TASK INSTRUCTIONS: State how many lines in the records below contain the string "region", treating uppercase and lowercase as distinct, and give only that number.

PROVIDED DATA:
━━━━━━━━━━━━━━━━━━━━━━━━━━━━━━

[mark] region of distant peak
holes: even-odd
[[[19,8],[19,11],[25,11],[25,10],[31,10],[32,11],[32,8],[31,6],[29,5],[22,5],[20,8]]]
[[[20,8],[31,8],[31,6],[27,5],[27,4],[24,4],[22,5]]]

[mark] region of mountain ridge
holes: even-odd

━━━━━━━━━━━━━━━━━━━━━━━━━━━━━━

TASK RESPONSE: 2